_Point-based annotation data_
....
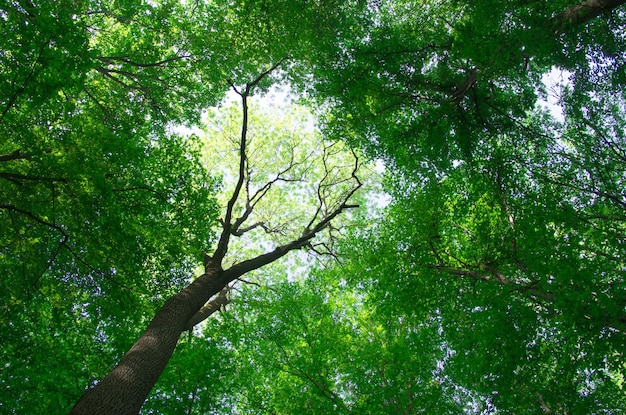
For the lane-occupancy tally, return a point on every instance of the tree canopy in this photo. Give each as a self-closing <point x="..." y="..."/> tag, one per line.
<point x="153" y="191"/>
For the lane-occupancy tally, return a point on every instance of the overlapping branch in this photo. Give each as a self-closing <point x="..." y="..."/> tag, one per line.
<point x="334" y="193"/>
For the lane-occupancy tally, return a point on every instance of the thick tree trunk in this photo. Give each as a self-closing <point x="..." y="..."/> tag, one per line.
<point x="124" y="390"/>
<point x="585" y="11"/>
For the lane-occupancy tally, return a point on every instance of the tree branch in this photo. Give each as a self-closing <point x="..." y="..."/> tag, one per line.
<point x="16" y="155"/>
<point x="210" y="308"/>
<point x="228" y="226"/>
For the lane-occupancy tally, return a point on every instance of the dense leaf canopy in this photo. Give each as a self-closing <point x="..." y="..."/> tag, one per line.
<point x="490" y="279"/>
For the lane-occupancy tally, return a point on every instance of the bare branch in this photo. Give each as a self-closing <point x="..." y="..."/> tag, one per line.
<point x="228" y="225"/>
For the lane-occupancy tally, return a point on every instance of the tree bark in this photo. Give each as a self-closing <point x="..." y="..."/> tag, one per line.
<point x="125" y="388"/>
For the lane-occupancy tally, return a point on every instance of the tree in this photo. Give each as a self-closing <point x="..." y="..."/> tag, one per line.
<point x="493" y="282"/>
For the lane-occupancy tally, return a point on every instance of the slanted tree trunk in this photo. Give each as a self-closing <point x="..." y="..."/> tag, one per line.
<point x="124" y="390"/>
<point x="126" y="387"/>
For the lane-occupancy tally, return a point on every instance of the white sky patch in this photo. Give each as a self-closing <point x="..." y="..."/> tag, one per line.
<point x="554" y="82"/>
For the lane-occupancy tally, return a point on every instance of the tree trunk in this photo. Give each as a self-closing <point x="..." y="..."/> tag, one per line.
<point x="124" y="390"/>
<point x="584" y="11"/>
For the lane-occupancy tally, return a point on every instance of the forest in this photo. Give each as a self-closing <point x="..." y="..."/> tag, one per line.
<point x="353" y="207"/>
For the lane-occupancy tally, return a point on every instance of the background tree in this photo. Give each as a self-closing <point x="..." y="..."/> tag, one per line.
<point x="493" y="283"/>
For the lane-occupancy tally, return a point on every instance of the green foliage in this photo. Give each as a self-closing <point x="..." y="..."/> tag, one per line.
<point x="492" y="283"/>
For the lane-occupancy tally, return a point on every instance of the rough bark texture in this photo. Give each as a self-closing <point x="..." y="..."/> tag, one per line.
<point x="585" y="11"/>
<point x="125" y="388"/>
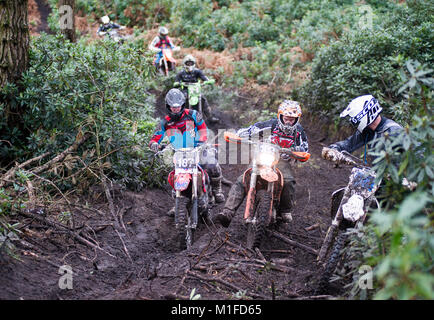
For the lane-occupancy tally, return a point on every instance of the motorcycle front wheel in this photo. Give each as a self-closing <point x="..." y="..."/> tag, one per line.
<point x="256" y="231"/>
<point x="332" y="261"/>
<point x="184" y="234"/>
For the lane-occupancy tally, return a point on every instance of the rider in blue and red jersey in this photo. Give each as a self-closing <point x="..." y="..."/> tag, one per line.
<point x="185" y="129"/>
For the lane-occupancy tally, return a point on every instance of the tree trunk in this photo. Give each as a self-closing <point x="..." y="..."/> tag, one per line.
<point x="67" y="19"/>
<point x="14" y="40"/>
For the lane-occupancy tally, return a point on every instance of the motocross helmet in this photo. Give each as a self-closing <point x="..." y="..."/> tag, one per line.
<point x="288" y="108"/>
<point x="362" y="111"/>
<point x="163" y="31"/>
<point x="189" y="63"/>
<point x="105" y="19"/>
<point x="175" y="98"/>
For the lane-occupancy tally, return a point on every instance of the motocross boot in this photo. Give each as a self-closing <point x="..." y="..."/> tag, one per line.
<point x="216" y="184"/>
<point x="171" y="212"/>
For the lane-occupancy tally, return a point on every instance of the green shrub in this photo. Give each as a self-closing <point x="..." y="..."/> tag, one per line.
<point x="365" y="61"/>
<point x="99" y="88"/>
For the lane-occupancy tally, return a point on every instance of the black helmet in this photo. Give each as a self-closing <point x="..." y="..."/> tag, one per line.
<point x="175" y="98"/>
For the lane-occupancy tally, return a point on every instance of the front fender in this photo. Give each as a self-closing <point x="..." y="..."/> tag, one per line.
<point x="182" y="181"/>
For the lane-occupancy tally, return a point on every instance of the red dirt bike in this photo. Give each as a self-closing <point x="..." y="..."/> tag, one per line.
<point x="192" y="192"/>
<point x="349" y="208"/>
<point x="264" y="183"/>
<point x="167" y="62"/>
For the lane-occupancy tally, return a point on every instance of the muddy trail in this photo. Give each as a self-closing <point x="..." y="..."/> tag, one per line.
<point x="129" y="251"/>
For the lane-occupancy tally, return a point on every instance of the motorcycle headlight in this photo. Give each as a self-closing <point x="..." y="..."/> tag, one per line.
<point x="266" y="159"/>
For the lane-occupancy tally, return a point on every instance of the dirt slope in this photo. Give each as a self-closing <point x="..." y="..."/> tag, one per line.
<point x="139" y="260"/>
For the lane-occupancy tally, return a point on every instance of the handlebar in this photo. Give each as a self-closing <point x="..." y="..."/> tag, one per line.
....
_Aim of the task_
Please repeat the entries exactly. Do not include the pictures.

_In response_
For the lane-occupancy tally, return a point on every instance of the tree canopy in this photo. Give each as a self-closing <point x="..." y="..."/> tag, one per line.
<point x="153" y="191"/>
For the lane-occupancy tally, return a point on every instance of the overlapping branch in this photo. Give each as a self-closing <point x="..." y="..."/> tag, one per line.
<point x="334" y="193"/>
For the lane-occupancy tally, return a point on every instance of the thick tree trunk in this photo. Give each as a self-closing <point x="..." y="..."/> tag, one per line.
<point x="124" y="390"/>
<point x="585" y="11"/>
For the lane-occupancy tally, return a point on every instance of the tree branch in this photo. Give each as a self-closing <point x="..." y="..."/> tag, one per line.
<point x="16" y="155"/>
<point x="210" y="308"/>
<point x="228" y="226"/>
For the lane-occupancy tally, return a point on every instance of the dense leaf canopy in this photo. Give each as a self-closing <point x="..." y="..."/> tag, one per line.
<point x="490" y="279"/>
For the lane-occupancy tally, return a point on every instance of the bare branch in this photo. Give each as a self-closing <point x="..." y="..."/> tag, one per line.
<point x="228" y="225"/>
For the lane-occupancy tally, return a point on every instance of the tree bark in this photo. Give each as a self-closing <point x="..." y="..."/> tag, one per line.
<point x="125" y="388"/>
For the lane-occupancy tally, return a point on every instance of the tree in this photo. Give each as a self-closing <point x="..." y="..."/> tag, one per line.
<point x="493" y="282"/>
For the lane-occupancy tally, return a point on every instance of the slanted tree trunk in this photo. Give each as a self-closing <point x="..." y="..."/> tag, one per line.
<point x="124" y="390"/>
<point x="126" y="387"/>
For the lane-occupancy tally, return a point on every instance of the white sky patch in this photo. Give each as a self-closing <point x="..." y="..."/> tag, one per line.
<point x="554" y="82"/>
For the lane-occupancy tally, return a point on every instance of the tree trunk in this photo. Give each as a self-closing <point x="..." y="..."/> tag, one per line.
<point x="124" y="390"/>
<point x="584" y="11"/>
For the lane-occupancy tally, return a point on every instance of the forest in this photo. Give each as a self-closing <point x="..." y="..."/> tag, one per line.
<point x="353" y="207"/>
For the lane-occupancy tally, return a point on every instance of the background tree in this photo. Give each as a self-closing <point x="..." y="..."/> tag, one per line.
<point x="493" y="283"/>
For the lane-occupancy tally, return a point on every instance of the green foliage in this photo. Give each as a self-closing <point x="..." y="..."/> tag, one per line.
<point x="492" y="283"/>
For the lane-occupancy tally, return a point on every instance of the rough bark texture in this photo. Give each as a self-closing <point x="..." y="..."/> tag, one per line.
<point x="585" y="11"/>
<point x="125" y="388"/>
For the lane-occupancy tally, return a point on every instance of the motorcycle front wheel in this photo. Give each as a self-closing <point x="..." y="..."/> tag, one per line.
<point x="256" y="231"/>
<point x="332" y="261"/>
<point x="184" y="234"/>
For the lane-occupancy tally, return a point on every instance of the rider in blue and red jersey in this photo. Give each as a self-closing <point x="..." y="..."/> tag, one per line.
<point x="185" y="129"/>
For the lane-occupancy tally, return a point on every instance of the tree trunk in this photo. Give each as a self-closing <point x="..." y="..."/> tag, one per line.
<point x="67" y="19"/>
<point x="14" y="40"/>
For the lane-occupancy tally, return a point on every instance of the motocross helmet in this photo. Give each as a self-closing <point x="..." y="..."/> tag, one per line.
<point x="288" y="108"/>
<point x="362" y="111"/>
<point x="163" y="31"/>
<point x="189" y="63"/>
<point x="105" y="19"/>
<point x="175" y="98"/>
For the lane-occupancy tally, return a point on every instance of the motocross boot in this photo. Give each as a self-closing <point x="..." y="..."/> tag, one per line.
<point x="216" y="184"/>
<point x="171" y="212"/>
For the lane-occupancy tally, return a point on every instance of the green shrub in this photo. Give each as a self-closing <point x="..." y="..."/> tag, one per line.
<point x="365" y="61"/>
<point x="99" y="88"/>
For the lane-occupancy tally, return a point on every instance of the black helmet in this photo. Give each as a self-closing <point x="..." y="..."/> tag, one per line.
<point x="175" y="98"/>
For the lane-occupancy tally, return a point on every instance of the front fender in this photo. Give each as a self-closing <point x="..." y="..."/> tag, one per line.
<point x="182" y="181"/>
For the lane-occupancy tally, return a point on every instance of the red dirt bike in this photo. Give each as a self-closing <point x="..." y="..."/> tag, one per line.
<point x="192" y="192"/>
<point x="349" y="208"/>
<point x="264" y="183"/>
<point x="167" y="62"/>
For the lane-occupancy tally, return a point on every instance of the muddy trail in this photo. Give each as a self-closing <point x="..." y="..."/> tag, one per line.
<point x="129" y="251"/>
For the lane-occupancy tally, return a point on every instance of the motorcycle headlight in this photo. Give each as a self-closing <point x="..." y="..."/> tag, one per line.
<point x="266" y="159"/>
For the lane-occupancy tally, return a point on every instance of the dirt slope in this photo. Give each as a self-closing <point x="..." y="..."/> tag, one per line.
<point x="139" y="260"/>
For the lane-occupancy tally, return a point on every instance of the handlebar in this photo. Give each as a self-closing <point x="..." y="..."/> tag, one per line.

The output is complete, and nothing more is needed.